» **Mask labeling data**:

==================================================

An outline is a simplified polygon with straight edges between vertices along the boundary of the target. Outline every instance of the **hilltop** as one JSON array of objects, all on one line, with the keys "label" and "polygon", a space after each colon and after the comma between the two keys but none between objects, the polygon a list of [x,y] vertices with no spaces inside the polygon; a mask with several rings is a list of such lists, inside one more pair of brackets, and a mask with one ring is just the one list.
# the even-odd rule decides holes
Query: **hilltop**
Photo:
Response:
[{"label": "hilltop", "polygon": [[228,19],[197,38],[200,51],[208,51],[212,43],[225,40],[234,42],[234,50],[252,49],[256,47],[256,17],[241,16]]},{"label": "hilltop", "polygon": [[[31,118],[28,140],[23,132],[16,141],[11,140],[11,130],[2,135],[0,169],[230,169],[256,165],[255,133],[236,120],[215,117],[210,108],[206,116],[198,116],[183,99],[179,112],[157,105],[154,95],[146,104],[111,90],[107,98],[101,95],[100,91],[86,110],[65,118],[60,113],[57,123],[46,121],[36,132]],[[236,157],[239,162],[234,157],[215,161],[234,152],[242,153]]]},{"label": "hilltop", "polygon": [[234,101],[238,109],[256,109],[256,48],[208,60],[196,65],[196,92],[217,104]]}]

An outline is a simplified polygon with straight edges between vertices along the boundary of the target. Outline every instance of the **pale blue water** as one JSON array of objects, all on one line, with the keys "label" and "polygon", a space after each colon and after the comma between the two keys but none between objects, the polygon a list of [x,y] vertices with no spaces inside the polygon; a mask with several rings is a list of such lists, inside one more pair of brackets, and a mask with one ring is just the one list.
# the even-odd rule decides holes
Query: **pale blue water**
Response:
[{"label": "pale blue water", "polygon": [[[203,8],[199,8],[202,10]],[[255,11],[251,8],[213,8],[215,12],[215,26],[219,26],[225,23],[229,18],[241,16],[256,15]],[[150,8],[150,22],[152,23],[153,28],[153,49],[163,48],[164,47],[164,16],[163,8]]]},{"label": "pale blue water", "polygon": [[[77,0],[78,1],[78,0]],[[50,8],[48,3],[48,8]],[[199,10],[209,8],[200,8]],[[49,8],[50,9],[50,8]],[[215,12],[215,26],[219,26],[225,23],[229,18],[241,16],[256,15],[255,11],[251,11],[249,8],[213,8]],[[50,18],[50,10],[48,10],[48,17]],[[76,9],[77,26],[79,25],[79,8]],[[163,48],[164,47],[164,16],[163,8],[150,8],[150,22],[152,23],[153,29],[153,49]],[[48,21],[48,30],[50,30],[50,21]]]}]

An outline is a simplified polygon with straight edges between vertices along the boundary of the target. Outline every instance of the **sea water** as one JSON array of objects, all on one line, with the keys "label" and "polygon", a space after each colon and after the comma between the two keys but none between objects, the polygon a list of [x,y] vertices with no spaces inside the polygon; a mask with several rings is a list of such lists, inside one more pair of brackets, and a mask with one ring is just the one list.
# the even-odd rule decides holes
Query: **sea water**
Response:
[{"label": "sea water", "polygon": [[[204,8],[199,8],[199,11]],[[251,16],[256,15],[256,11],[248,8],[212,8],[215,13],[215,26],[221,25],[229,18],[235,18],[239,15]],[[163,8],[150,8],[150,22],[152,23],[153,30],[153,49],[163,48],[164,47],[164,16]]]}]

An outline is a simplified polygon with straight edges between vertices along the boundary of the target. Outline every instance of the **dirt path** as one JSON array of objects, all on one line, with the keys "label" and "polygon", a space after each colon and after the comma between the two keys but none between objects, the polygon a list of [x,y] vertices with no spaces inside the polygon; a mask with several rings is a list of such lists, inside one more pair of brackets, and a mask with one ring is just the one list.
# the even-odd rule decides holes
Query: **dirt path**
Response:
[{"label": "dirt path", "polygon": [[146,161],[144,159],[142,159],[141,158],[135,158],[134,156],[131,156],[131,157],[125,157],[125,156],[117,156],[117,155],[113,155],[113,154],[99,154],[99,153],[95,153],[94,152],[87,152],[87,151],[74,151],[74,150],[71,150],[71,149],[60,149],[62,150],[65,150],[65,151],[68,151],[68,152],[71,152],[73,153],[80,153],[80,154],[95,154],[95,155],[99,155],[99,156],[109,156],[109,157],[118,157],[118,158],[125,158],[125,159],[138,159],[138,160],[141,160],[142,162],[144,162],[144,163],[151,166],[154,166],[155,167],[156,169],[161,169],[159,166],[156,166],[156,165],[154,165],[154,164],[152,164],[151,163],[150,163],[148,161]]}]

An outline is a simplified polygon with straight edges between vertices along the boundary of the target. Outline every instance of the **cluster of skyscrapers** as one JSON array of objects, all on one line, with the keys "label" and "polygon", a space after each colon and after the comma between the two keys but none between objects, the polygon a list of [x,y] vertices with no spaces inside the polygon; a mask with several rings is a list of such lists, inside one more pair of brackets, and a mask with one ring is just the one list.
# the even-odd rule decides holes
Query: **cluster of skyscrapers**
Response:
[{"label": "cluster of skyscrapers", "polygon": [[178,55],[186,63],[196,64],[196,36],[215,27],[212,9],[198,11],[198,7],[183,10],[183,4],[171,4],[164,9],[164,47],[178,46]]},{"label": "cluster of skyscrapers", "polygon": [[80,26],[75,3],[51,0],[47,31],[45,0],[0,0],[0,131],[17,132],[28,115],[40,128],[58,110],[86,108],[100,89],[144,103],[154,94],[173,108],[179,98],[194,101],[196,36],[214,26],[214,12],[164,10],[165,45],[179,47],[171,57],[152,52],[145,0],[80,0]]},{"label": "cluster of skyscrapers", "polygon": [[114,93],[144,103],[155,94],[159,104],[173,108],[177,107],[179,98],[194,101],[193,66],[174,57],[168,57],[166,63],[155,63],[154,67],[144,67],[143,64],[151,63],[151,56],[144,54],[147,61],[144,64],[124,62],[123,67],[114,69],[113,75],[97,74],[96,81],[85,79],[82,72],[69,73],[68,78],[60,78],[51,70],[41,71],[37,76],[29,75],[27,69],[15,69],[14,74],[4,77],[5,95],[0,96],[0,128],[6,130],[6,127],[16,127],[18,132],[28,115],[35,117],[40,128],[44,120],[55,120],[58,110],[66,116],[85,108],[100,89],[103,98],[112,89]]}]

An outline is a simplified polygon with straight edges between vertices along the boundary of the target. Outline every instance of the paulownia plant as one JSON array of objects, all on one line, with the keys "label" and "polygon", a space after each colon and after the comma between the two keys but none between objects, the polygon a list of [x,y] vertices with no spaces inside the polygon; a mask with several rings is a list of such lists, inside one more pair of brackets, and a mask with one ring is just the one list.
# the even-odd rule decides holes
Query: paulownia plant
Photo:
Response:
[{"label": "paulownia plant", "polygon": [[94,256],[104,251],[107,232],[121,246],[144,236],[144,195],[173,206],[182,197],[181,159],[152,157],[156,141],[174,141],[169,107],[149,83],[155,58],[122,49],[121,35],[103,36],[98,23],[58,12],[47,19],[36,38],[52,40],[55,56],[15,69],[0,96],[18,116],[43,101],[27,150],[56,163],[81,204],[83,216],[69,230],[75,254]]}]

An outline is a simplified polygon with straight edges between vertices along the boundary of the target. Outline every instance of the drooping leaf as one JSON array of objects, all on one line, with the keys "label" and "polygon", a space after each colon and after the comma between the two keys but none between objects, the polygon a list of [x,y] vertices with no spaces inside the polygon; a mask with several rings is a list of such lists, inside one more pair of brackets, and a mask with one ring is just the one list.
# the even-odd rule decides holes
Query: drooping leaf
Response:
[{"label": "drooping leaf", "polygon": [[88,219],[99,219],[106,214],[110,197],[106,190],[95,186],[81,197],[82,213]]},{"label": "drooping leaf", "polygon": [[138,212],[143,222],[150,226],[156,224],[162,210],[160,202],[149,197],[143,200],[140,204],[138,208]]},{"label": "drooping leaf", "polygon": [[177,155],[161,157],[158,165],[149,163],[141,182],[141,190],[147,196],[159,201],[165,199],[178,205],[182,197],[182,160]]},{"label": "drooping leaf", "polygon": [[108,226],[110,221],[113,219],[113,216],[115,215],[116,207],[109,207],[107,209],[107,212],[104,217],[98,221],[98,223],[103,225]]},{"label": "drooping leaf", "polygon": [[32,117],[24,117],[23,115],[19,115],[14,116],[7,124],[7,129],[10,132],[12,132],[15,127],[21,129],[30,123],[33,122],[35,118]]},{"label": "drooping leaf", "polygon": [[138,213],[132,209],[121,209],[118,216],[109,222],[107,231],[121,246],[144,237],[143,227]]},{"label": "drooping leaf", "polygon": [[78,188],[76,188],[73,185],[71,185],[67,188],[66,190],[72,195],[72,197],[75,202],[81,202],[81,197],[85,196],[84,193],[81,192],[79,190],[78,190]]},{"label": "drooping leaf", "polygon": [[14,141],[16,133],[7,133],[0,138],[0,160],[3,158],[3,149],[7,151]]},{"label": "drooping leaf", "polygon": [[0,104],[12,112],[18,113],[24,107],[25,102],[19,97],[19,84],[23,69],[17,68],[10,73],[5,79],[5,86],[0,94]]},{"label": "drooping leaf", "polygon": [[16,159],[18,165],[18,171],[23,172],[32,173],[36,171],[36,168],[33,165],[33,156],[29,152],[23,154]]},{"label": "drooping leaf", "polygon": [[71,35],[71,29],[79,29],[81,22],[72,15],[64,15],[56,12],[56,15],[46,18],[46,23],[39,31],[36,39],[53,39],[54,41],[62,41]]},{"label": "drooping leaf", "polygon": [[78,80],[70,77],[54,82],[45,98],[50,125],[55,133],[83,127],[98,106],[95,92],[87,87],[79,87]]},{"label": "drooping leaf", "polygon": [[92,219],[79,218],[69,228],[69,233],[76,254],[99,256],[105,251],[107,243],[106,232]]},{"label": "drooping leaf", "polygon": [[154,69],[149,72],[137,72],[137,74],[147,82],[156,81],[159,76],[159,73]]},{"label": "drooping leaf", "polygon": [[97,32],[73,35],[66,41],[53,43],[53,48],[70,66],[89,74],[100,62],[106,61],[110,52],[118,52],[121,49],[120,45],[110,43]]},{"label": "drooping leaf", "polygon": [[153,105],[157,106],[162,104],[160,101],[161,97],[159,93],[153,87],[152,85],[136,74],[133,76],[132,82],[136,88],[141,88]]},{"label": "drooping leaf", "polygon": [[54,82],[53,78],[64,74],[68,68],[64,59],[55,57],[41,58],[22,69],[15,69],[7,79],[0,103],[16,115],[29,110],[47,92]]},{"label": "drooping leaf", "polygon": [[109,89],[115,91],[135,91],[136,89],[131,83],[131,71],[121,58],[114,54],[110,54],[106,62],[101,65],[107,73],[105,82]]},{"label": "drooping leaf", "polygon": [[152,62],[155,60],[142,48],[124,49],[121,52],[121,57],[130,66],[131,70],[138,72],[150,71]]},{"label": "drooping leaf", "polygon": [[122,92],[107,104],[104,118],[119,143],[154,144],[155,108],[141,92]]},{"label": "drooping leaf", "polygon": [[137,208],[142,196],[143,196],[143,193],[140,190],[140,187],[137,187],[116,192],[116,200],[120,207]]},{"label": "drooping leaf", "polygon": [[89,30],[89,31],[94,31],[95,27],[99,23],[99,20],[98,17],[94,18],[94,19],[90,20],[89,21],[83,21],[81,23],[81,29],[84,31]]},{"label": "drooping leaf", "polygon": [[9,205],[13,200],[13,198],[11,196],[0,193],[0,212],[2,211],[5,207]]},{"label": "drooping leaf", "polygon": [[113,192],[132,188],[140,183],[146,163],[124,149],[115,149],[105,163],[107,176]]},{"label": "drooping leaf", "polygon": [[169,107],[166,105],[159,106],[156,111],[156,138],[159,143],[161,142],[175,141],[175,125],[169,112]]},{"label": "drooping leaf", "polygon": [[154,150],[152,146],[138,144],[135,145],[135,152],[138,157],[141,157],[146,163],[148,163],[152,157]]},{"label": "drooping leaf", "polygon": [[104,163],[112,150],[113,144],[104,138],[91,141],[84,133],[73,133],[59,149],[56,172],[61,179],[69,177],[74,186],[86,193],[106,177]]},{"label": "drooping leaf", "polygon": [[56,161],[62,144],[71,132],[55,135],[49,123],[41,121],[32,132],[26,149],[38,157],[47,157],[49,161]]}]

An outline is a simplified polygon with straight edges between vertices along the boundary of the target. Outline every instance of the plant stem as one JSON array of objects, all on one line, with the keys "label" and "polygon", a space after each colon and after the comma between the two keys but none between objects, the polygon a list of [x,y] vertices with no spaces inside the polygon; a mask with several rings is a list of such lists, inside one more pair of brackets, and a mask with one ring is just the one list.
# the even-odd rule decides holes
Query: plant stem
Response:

==================================================

» **Written request**: Please update the data starting with the line that contains "of the **sea" and going on through the line that contains "Query: **sea water**", changing "sea water" to "ocean water" and leaving everything else unchanged. Give back only those lines.

» **Response below**:
An outline is a simplified polygon with straight edges between vertices along the boundary of the target. Outline every instance of the **ocean water** as one JSON array of objects, all on one line, with the keys "label" and "polygon", a space after each colon and after the comma between the two keys but none between objects, the polygon a list of [x,y] vertices with no spaces inside the polygon; a mask with several rings is a list of such lists, inside one more pair of brackets, and a mask with one ring is just the one list.
# the even-odd rule decides holes
Query: **ocean water**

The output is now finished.